Nos preguntamos qué quieren decir
los que pronuncian la palabra utopía o, lo que es lo mismo, qué queremos decir
nosotros cuando empleamos esa palabra que pareciera estar escondida en algún
cofre en una isla desierta. Nos referimos a ella como si fuera una piedra
preciosa encantada guardada con siete sellos, o como si se tratase de sueños de
libros de infancia. Y no nos damos cuenta que utopía no significa otra cosa que
lo que tendríamos que hacer para ser felices. Así de sencillo. Uno parece un
maestro ciruela diciendo y creyendo en estas cosas, pero es que es así: es lo
que deberíamos hacer pero además, es lo más fácil de realizar y conseguir.
Pongamos un ejemplo. Somos todos
niños, queremos jugar en la arena. A nadie se le ocurriría permitir que uno de
los niños se adjudicara el 80 por ciento del cajón de arena para él solo y que
los demás jugáramos en un rincón, todos apretujados. Tampoco permitiríamos que
ese niño que se adueñó así de gran parte del cajón de arena nos exigiera
juguetes para poder jugar en "su" zona, que en realidad pertenece a
todos. Ni tampoco permitiríamos que uno de nosotros se adjudicara el mando y
nos diera órdenes para hacer lo que él dictaminara, con el prejuicio de hacerlo
para mantener la igualdad y la disciplina.

DATOS RECOPILADOS –

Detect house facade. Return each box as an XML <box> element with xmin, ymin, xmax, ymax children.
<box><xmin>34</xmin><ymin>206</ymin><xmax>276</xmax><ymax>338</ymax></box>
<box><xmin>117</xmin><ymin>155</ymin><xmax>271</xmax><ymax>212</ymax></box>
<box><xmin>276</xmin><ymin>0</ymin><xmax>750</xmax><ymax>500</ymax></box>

TRABAJO A REALIZAR – Sigue escribiendo el texto sobre la utopía justo después de «para mantener la igualdad y la disciplina».

RESPUESTA AL EJERCICIO –
La única verdad es que todo
pertenece a todos pero además no pertenece a nadie. Desde la docencia se
tendría que enseñar como primera materia la negación del sentido de la
propiedad y del derecho del más fuerte, y además el diálogo, como fuente de
comprensión. La docencia tendría que enseñarnos desde pequeños a despreciar a
todo aquél que usufructa más de lo que necesita para su vida y subsistencia.
Vayamos a un ejemplo que está al alcance de todos: el transporte en las grandes
ciudades. ¿Qué nos dice el análisis racional? Que el transporte individual, el
auto, perjudica a todos, es el derecho del más fuerte, del que tiene más
dinero. Lo equitativo y lo cuerdo sería que el transporte fuese colectivo y
sano. Se ha comprendido que en este sentido, los mejores transportes son los
subterráneos y los trenes. El transporte automotor no sólo envenena la
atmósfera en forma irreversible sino también es actor de accidentes que han
costado una cantidad incalculable de víctimas , que se repiten día a día, en
gran parte niños. Además se estimularía la sana costumbre de caminar o de
trasladarse en bicicleta. Otros transportes mecánicos, sin gases residuales,
podrían adaptarse para el transporte de gente de edad o incapacitados desde las
estaciones a sus destinos. Pero la racionalidad se sacrifica en aras de la
fatuidad, del lujo, de la comodidad de algunos y de la esperanza del resto. Es
un sistema absolutamente criminal. Y la ley, si fuera justa tendría que
castigar a quienes lo castigan y permiten. El lobby de la industria automotriz paró
durante décadas en nuestro país la construcción de subterráneos y promovió el
levantamiento de las vías férreas, y los políticos corruptos lo aceptan todo.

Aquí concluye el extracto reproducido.